§ **The problem**: Display each line below that contains the word "fence", copying it in full. The match is case-sensitive.

§ **Data shown**:
## BEGIN

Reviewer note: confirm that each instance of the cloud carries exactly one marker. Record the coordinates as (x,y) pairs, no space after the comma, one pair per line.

## END
## BEGIN

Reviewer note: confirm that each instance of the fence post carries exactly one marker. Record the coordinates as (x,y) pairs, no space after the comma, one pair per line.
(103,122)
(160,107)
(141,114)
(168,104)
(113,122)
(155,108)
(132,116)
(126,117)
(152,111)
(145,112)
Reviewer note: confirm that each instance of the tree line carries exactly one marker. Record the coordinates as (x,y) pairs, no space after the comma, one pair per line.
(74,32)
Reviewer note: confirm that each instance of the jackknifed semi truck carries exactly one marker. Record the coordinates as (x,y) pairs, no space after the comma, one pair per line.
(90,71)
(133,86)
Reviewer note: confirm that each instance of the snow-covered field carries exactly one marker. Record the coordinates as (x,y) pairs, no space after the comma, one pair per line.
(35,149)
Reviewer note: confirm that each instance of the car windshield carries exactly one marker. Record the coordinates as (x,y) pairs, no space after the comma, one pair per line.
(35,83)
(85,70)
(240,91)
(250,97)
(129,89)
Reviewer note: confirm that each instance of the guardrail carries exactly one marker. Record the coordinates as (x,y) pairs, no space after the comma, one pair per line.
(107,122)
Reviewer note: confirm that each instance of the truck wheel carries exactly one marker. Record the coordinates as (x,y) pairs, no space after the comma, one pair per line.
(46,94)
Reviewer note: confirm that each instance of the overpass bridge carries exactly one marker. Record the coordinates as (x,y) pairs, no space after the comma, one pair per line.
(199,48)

## END

§ **Answer to this task**:
Reviewer note: confirm that each instance of the fence post carries exactly one marker. Record the coordinates as (x,y) pairs, no space after the comma, one pair per line.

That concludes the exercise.